Copy out every record precisely.

----

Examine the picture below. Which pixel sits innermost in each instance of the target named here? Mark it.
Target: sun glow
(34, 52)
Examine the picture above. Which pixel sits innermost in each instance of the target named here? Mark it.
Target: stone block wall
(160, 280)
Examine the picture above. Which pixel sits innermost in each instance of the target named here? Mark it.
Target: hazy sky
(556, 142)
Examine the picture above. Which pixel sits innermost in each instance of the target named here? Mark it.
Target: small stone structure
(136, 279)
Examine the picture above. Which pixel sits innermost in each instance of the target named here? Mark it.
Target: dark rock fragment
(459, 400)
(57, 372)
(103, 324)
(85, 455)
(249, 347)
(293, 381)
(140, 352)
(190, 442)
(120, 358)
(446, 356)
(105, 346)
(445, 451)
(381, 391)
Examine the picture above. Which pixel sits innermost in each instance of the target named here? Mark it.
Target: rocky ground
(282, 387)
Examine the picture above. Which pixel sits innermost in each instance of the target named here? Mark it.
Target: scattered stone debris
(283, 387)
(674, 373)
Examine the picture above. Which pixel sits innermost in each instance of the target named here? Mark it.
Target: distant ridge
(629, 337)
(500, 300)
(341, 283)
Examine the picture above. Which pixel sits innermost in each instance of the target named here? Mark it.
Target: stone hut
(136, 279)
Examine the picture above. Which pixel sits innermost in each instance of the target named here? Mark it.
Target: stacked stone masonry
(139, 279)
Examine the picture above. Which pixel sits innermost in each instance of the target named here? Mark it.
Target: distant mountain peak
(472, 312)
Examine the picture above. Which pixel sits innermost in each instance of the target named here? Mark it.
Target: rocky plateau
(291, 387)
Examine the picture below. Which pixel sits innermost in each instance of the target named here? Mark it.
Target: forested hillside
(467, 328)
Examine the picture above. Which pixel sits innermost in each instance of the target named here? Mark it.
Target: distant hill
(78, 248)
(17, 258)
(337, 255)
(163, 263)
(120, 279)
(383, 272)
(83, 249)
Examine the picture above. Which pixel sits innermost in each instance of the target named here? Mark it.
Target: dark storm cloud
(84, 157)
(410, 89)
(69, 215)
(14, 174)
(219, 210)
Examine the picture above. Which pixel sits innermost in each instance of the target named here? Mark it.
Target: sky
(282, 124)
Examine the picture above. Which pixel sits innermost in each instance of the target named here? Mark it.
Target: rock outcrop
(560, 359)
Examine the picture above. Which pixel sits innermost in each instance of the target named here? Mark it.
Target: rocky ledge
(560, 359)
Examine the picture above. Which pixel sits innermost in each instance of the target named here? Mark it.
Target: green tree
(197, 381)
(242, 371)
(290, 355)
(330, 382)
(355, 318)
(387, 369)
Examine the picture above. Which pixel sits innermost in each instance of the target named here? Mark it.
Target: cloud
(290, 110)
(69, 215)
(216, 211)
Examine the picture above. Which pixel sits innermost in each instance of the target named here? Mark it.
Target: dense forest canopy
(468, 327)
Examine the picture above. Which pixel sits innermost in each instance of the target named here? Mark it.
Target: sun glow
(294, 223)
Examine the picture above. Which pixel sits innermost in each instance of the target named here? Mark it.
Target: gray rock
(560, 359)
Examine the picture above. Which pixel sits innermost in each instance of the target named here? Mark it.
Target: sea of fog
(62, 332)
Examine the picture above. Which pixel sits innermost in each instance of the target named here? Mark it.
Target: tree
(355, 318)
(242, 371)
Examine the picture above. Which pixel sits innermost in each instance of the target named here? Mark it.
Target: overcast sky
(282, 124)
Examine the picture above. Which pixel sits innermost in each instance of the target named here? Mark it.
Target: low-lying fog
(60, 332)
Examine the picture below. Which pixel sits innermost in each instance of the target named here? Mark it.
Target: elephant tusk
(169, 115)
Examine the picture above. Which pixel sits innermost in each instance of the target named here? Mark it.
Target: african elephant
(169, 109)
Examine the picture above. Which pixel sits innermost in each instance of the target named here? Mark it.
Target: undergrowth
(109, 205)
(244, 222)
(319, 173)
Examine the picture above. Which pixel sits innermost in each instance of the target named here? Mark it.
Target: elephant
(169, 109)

----

* Task answer:
Examine the picture below. Which pixel sits innermost in each instance of the target named here? Mark it.
Target: sun glow
(34, 52)
Examine the picture above. Which pixel sits innermost in each instance of the target named here? Mark it.
Target: stone block wall
(160, 280)
Examine the picture above. Which pixel sits innermost in each instance of the target named here? Mark it.
Target: hazy sky
(556, 142)
Examine the picture above. Which pixel sits innermost in each instance of the target named here? Mark it.
Target: small stone structure
(136, 279)
Examine the picture above. Which pixel sits innermost in each instance of the target named here? Mark it.
Target: dark rock fragment
(459, 400)
(57, 372)
(103, 324)
(85, 455)
(249, 347)
(293, 381)
(140, 352)
(190, 442)
(120, 358)
(446, 356)
(105, 346)
(445, 451)
(381, 391)
Examine the picture above. Which pixel sits innermost in each instance of the target named here? Mark it.
Target: rocky ground
(282, 387)
Examine the picture above. Which pixel sits innermost in each instance of the target named here? Mark it.
Target: scattered stone debris
(283, 387)
(674, 373)
Examine the picture above. Which pixel sits innermost in each instance of the target named here? Mark it.
Target: distant ridge
(629, 337)
(500, 300)
(341, 283)
Examine the picture above. Which pixel sits innermost in each instance of the target named here? Mark it.
Target: stone hut
(136, 279)
Examine the picture above. Which pixel sits innermost in each instance of the target named here? Mark it.
Target: stacked stone masonry
(139, 279)
Examine the picture above. Which pixel sits innermost in each instance of the target named here? Mark it.
Target: distant mountain peak
(472, 312)
Examine the picture above. Which pixel sits innermost in each instance of the target named here? Mark it.
Target: rocky plateau
(291, 387)
Examine the picture below. Which pixel sits innermost in each instance of the target named here? Mark it.
Target: forested hillside
(467, 328)
Examine the picture above. Which pixel sits innermost in each instance of the target named here? Mark it.
Target: distant hill
(78, 248)
(17, 258)
(337, 255)
(163, 263)
(120, 279)
(383, 272)
(83, 249)
Examine the picture above. Which pixel sits innermost in each instance of the target named here? Mark it.
Target: dark storm cloud
(84, 157)
(410, 89)
(69, 215)
(14, 174)
(219, 210)
Examine the picture above. Which pixel sits innermost in each instance of the target named here? Mark it.
Target: sky
(282, 124)
Examine the picture above. Which pixel sits innermost in each instance of the target named here? Mark it.
Target: rock outcrop
(560, 359)
Examine the picture above. Which pixel sits innermost in each instance of the target named here? Mark it.
Target: rocky ledge
(560, 359)
Examine the picture above. Which pixel sits innermost in each instance of the target named here? Mark it.
Target: green tree
(197, 381)
(242, 371)
(290, 355)
(330, 382)
(355, 318)
(387, 369)
Examine the picture above. Which pixel sits innermost in each instance of the target named here? Mark it.
Target: cloud
(290, 110)
(69, 215)
(216, 211)
Examine the picture above. Which pixel sits innermost in each instance of the target named here? Mark it.
Target: dense forest canopy
(468, 327)
Examine the picture above. Which pixel sits innermost in each instance of the target named here? Mark it.
Target: sun glow
(294, 223)
Examine the picture above. Which pixel sits innermost in each instance of the target named here? Mark it.
Target: gray rock
(560, 359)
Examine the picture above. Which pixel sits innermost in each instance of the target named here? Mark it.
Target: sea of fog
(62, 332)
Examine the picture above. Which pixel sits innermost in each instance of the target named here? Mark it.
Target: tree
(355, 318)
(242, 371)
Examine the picture above. Which pixel sits innermost in each instance of the target named here? Mark it.
Target: overcast sky
(282, 124)
Examine the picture above. Which pixel sits innermost in each instance of the target named here? Mark it.
Target: low-lying fog
(60, 332)
Examine the picture below. Which pixel sits innermost in each instance of the target named here? Mark it.
Target: elephant tusk
(169, 115)
Examine the picture above. Which pixel sits innermost in each instance of the target named here? Mark it.
Target: african elephant
(169, 109)
Examine the picture above. Which pixel sits innermost in each instance of the target named here? Mark it.
Target: undergrowth
(109, 205)
(244, 222)
(319, 173)
Examine the picture above. Which pixel sits innermost in each instance of the target named here? Mark it.
Target: elephant
(169, 109)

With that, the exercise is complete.